## Section du texte
★ ★ ★ ★ ★
Bernard Chevignard. A propos des centuries et des présages de Nostradamus.

Nostradamus, Centuries, I, 95

« Devant moustier trouvé enfant besson,

D’heroic sang de moine & vestustique:

Son bruit par secte langue & puissance son,

Qu’on dira fort eslevé le vopisque. »

    Depuis leur publication au milieu du XVIe siècle, les quatrains de Nostradamus ne cessent d’intriguer bien des lecteurs, surtout par temps de crise : chacune de ces énigmes n’éclairerait-elle pas un fragment-clef du futur ? Dès la première page des Centuries, leur auteur se campe en devin qui, à l’aide d’un rituel emprunté à la sibylle de Delphes, se rend réceptif à l’esprit de prophétie : « Le divin près s’assied. » Comme tous les humanistes, Michel de Nostredame était pétri de culture classique et Pierre Brind’amour, spécialiste canadien de l’Antiquité, a pu démontrer que nombre de quatrains nostradamiques sont un calque crypté d’événements rapportés par les historiens grecs et latins (Nostradamus astrophile, 1993).

      Le fait que le futur paraisse ainsi dupliquer le passé n’enlève rien à Nostradamus, en particulier si l’on adhère à une vision cyclique de l’Histoire et de son « éternel recommencement », ou si l’on croit à l’influence de la rotation des planètes et des ères du zodiaque sur les destinées d’ici-bas. Même si l’on s’en tient à une conception linéaire de l’Histoire, les constantes de la nature humaine peuvent expliquer bien des répétitions : « Ce qui fut, cela sera ; ce qui s’est fait se refera, et il n’y a rien de nouveau sous le soleil » (Ecclésiaste 1,9). L’absence quasi complète de dates dans les Centuries laisse libre cours à toutes les projections.

     Les commentateurs de Nostradamus ont abordé ses quatrains dans deux directions différentes. Il y a d’abord eu l’interprétation rétrospective, à l’instar du secrétaire et disciple de Nostradamus, Jean Aimé de Chavigny qui, dans sa Première Face du Janus françois (Lyon, 1594), chercha à prouver que son maître (mort en 1566) avait prévu tous les événements majeurs d’une fin de siècle en passe d’être déchirée par les guerres de religion – exercice périlleux, car il faut grandement distordre certaines tournures pour qu’une prédiction cadre parfaitement avec une circonstance donnée. Cela n’a pas empêché certains commentateurs de se lancer dans une entreprise encore plus aventureuse, l’interprétation prospective, à laquelle Chavigny lui-même avait renoncé : sa Seconde Face, annoncée comme devant révéler des temps plus lointains qu’aurait anticipé Nostradamus, ne vit jamais le jour. Si cette approche est risquée, elle est aussi très gratifiante dans la mesure où elle se veut à l’unisson des peurs, espoirs ou fantasmes des contemporains : le problème, c’est que l’avenir finit par advenir à sa façon et que l’interprète, s’il s’est hasardé à fixer des dates trop rapprochées, s’expose à devoir revoir sa copie et à subir quelque discrédit !
★ ★ ★ ★ ★
## Matériel recueilli
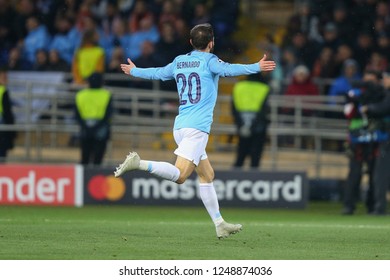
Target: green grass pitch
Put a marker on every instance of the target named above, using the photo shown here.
★ ★ ★ ★ ★
## Liste des tâches
1. D'après le texte sur Nostradamus, dans quel ouvrage publié à Lyon en 1594 Jean Aimé de Chavigny cherchait-il à prouver que son maître avait prévu tous les événements majeurs de la fin du siècle ?
2. Poursuivez le texte sur Nostradamus à la suite de sa dernière phrase.
Ce matériel provient d'une autre source.

## Résultats obtenus
1. Dans sa Première Face du Janus françois.

2.
      On songe à l’abbé Torné-Chavigny (1826-1880) consacrant une énergie considérable à établir que le comte de Chambord était sur le point de devenir le roi Henri V, ou au docteur Max de Fontbrune prévoyant que l’invasion allemande de 1940 se ferait par la Suisse, ou à son fils Jean-Charles annonçant la restauration de la monarchie en France pour la fin du XXe siècle – toutes ces élucubrations étant dûment greffées sur le vénérable tronc des Centuries.               L’expérience montre que ces vers hermétiques ont toujours été un puzzle plastique dont les morceaux n’en finissent pas d’être remodelés selon le bon plaisir des interprètes. Nostradamus ayant vécu dans un royaume entouré de royaumes, son vocabulaire reflète nécessairement le système politique ambiant, d’où la faveur dont ses prédictions ont toujours joui dans les milieux monarchistes. Chaque quatrain est un pré-texte sur lequel le commentateur plaque les envolées de son propre texte : autrement dit, le voyant de Salon-de-Provence a composé un certain nombre de thèmes à partir desquels ses interprètes ont développé d’infinies variations. Comme le notait dans les années 1780 l’érudit Georg Lichtenberg, « en matière de prophétie, l’interprète est souvent un homme plus important que le prophète » – et celui-ci s’efface au fur et à mesure que son exégète semble le porter aux nues tout en substituant ses propres pronostications aux siennes.

    Le quatrain 95 de la première centurie est un bon exemple de l’accueillant fourre-tout qu’est l’œuvre poético-prophétique de Nostradamus. Ni date ni lieu, à part un moustier [= monastère] non identifié : la palette des possibles est vaste ! L’œil est d’emblée frappé par la fin des vers 1 et 4, qui se répondent : « besson/vopisque ». Vopiscus, en latin, désigne l’enfant qui a survécu à son besson [= jumeau] mort-né. Il est donc question de gémellité, réelle ou métaphorique : là encore, multiples sont les choix envisageables. Ce nourrisson abandonné devant la porterie d’un monastère, mais promis à un avenir « fort eslevé », a été engendré par un « moine », certes de race illustre et ancienne, mais la filiation de ce rejeton n’en demeure pas moins illégitime : certains souligneront donc que « moine » vient du grec monos [= seul, d’où le sens d’ermite qui vit seul, puis de moine], mais que la même racine a également donné « monarque » [= celui qui règne seul]. Toutefois, par quel biais ce fils de sang royal a-t-il été réduit à n’être qu’un simple enfant « trouvé » ? Plus on creuse chaque détail, plus le mystère s’épaissit, et certains hésiteront à chercher plus loin : « Impossible, dans l’état actuel de nos connaissances historiques, d’identifier cet enfant trouvé à l’entrée d’un monastère (Moustier). Serait-ce un quatrain symbolique ? » (Serge Hutin, Les Prophéties de Nostradamus, 1972). Excellente question, mais d’autres décodeurs, moins scrupuleux, ou plus hardis, se laissèrent aller à résoudre en un tournemain ces obscurités.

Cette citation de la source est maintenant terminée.